+++ MATERIALS PROVIDED

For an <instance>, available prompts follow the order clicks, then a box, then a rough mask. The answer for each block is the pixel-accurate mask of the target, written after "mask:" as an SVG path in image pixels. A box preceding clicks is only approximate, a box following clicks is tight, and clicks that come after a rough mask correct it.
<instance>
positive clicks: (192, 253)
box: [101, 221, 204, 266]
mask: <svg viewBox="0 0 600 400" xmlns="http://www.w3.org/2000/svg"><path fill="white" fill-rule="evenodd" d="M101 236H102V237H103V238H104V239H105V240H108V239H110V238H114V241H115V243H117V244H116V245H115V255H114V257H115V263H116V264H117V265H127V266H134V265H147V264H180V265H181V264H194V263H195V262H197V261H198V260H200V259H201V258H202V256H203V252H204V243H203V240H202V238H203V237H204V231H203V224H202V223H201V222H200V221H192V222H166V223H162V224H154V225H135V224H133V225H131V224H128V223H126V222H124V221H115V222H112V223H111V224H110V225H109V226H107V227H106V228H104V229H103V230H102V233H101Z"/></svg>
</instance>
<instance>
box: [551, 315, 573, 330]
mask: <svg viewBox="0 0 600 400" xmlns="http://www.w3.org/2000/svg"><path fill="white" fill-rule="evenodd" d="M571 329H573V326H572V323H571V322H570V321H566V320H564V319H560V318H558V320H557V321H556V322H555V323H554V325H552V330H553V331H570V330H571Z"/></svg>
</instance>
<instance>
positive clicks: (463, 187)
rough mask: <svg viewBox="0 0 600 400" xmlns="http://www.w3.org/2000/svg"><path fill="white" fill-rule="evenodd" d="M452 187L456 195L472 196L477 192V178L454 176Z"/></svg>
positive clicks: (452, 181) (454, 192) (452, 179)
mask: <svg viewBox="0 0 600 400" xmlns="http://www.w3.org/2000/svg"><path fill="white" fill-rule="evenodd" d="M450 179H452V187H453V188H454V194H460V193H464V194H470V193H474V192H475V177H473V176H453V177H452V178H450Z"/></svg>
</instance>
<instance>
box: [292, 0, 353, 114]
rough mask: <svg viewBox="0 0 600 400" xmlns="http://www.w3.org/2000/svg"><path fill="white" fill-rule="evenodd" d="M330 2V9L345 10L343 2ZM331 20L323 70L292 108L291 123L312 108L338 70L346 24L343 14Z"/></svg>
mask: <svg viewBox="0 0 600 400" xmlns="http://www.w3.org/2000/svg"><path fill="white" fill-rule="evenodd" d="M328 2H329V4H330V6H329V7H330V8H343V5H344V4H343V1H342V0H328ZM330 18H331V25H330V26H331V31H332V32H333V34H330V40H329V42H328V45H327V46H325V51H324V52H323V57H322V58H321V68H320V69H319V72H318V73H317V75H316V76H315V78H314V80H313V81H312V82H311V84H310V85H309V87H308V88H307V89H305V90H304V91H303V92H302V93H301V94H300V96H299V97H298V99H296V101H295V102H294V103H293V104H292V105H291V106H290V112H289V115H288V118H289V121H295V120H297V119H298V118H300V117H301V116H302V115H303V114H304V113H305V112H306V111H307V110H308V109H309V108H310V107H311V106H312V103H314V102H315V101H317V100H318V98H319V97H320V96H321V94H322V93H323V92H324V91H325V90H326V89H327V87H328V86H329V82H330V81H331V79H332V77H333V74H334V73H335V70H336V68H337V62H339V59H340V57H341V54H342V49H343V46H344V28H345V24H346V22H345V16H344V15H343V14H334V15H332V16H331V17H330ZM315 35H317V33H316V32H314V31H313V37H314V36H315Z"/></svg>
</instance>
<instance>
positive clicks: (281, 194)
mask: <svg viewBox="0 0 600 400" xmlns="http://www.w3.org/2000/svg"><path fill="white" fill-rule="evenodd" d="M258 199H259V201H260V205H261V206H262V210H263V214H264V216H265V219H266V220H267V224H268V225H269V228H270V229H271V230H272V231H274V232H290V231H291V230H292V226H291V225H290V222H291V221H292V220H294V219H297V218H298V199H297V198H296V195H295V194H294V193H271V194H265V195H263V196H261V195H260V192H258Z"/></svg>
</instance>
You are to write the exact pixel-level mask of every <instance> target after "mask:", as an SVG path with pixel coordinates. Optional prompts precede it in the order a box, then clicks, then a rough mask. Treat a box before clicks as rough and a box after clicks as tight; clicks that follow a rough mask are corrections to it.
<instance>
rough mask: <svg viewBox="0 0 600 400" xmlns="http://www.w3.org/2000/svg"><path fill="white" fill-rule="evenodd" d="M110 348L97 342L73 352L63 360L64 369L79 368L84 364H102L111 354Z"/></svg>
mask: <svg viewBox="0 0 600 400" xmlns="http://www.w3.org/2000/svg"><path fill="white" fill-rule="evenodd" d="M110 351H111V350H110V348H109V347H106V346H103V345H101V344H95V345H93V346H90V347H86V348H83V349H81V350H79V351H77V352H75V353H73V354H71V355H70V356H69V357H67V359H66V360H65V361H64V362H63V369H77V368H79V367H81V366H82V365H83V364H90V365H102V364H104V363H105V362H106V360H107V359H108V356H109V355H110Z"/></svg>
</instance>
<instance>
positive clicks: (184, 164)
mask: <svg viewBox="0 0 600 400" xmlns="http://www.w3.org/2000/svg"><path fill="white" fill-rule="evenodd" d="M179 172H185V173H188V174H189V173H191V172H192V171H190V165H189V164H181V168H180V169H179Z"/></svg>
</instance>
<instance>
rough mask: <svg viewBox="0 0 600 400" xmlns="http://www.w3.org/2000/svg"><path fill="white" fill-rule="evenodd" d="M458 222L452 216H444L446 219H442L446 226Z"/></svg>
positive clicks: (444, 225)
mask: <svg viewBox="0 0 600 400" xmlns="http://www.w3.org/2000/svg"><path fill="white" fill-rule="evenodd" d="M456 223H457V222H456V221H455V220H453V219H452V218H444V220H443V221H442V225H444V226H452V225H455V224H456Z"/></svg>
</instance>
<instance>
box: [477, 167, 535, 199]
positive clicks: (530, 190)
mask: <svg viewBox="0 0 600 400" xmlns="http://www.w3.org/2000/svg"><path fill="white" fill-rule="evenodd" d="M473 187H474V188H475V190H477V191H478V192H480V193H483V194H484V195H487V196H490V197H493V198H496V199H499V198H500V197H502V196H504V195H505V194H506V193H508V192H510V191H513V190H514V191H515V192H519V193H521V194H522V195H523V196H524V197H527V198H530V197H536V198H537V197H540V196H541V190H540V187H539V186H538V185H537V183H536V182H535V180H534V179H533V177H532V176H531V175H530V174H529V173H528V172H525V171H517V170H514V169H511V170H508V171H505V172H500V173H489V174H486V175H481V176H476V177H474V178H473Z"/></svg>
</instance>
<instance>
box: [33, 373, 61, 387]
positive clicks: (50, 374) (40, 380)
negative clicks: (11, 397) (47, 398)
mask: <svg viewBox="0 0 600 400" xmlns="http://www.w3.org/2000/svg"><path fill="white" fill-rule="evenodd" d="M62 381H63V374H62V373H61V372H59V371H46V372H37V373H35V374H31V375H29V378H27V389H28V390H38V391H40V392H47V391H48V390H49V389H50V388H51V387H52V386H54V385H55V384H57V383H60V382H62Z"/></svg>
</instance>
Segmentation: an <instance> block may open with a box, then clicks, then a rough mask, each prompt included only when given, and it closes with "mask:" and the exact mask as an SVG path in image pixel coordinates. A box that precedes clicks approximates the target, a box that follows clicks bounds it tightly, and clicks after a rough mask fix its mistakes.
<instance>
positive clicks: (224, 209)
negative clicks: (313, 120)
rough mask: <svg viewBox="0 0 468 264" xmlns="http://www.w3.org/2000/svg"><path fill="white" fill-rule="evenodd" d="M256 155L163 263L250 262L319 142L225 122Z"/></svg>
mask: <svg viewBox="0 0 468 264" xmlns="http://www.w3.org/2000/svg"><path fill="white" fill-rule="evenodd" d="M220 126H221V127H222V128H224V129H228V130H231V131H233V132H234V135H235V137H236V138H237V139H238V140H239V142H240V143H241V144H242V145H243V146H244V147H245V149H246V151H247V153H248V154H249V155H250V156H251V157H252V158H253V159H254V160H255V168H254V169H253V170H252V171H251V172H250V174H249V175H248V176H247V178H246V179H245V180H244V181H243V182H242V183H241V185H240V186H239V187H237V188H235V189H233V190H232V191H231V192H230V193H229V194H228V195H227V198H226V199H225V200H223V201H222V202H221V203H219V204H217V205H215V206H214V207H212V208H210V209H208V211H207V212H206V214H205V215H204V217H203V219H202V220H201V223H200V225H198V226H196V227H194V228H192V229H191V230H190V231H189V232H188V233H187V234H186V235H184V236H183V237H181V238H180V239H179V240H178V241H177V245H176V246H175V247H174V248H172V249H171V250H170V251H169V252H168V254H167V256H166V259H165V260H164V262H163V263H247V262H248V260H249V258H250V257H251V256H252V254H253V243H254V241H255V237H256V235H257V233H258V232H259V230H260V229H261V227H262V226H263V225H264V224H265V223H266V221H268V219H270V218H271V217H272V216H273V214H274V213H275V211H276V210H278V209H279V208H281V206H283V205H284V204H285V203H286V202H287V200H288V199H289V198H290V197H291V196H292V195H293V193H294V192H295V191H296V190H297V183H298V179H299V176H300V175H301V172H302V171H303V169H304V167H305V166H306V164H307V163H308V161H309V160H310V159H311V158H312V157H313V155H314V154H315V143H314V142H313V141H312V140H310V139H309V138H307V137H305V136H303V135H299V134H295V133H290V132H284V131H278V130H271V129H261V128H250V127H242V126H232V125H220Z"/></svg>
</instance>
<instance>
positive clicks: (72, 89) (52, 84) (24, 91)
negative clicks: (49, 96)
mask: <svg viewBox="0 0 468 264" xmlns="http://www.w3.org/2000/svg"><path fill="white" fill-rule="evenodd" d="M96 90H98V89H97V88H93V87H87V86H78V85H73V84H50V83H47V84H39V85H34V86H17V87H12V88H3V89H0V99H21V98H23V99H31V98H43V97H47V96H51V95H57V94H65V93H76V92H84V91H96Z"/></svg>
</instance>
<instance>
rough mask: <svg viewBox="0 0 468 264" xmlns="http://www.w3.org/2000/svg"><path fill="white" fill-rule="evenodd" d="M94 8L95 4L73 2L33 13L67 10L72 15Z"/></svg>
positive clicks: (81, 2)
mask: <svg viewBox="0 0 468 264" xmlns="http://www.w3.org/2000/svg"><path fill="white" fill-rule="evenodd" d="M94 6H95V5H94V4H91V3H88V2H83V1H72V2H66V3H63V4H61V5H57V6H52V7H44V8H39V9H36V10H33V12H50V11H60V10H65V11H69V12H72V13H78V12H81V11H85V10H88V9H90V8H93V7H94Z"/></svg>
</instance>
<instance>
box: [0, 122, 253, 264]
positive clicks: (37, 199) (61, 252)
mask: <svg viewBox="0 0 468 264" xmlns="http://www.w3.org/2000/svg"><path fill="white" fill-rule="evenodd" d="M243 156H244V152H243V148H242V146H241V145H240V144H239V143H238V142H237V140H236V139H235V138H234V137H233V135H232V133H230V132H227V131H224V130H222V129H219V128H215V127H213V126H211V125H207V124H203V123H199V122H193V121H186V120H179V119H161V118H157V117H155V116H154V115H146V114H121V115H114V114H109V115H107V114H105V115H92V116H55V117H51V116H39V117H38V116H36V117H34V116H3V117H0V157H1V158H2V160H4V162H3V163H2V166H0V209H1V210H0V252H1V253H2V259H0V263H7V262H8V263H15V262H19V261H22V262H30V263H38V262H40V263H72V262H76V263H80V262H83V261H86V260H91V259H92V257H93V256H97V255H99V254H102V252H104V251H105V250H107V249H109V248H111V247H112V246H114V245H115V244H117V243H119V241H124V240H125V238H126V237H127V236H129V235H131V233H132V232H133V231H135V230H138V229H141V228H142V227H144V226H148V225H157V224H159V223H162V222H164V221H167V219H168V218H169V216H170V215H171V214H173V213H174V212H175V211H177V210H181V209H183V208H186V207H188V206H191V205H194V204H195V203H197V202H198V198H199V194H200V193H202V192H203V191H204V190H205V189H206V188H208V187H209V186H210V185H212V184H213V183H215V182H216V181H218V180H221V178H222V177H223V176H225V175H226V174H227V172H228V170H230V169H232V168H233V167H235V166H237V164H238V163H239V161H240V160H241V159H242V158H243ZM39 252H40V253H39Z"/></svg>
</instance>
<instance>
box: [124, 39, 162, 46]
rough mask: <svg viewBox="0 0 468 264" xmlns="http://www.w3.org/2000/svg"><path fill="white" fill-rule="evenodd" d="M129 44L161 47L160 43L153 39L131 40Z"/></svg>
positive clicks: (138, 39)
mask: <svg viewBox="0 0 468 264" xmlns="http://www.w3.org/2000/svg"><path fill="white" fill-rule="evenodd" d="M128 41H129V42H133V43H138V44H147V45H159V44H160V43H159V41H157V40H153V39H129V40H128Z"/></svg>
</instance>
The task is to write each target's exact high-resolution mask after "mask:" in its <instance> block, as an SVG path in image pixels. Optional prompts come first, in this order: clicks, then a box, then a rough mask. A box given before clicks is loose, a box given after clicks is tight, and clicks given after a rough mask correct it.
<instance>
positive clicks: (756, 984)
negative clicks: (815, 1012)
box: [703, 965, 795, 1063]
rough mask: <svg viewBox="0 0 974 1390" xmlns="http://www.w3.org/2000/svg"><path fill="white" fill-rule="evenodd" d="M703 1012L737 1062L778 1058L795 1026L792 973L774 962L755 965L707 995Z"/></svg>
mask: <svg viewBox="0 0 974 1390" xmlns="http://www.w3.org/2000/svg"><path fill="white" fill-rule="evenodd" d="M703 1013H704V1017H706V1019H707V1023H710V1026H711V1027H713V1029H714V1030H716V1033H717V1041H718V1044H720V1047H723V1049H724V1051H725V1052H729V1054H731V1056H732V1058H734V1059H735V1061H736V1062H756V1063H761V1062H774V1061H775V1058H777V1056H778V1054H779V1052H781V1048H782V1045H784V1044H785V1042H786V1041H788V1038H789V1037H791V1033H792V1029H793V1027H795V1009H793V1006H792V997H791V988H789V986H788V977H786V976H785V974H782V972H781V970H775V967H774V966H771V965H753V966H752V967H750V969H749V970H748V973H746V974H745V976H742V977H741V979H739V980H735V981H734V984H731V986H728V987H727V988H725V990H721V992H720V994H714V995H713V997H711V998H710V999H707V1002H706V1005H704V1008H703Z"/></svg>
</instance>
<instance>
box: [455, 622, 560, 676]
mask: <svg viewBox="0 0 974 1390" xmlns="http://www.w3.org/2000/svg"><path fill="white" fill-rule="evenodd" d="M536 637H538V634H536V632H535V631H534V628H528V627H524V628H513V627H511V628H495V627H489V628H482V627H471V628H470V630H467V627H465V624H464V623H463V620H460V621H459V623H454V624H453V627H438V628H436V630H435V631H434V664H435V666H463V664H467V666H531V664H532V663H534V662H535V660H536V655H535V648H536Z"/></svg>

++++++

### WORK ORDER
Copy whichever lines of the records above contain the word "before".

### ANSWER SECTION
You are to write the exact pixel-level mask of every <instance> target after "mask:", as an SVG path with pixel coordinates. Optional prompts precede it in the order a box, then clicks, then a rough mask. Treat a box before clicks as rough and a box after clicks as tight; clicks that follow a rough mask are corrections to it.
The task is to write each target's exact high-resolution mask after "mask:" in its <instance> block, as an SVG path in image pixels. Optional prompts come first, in this order: clicks, then a box, then a rough mask. A box given before clicks is loose, a box given after clicks is tight, and clicks given after a rough mask correct it.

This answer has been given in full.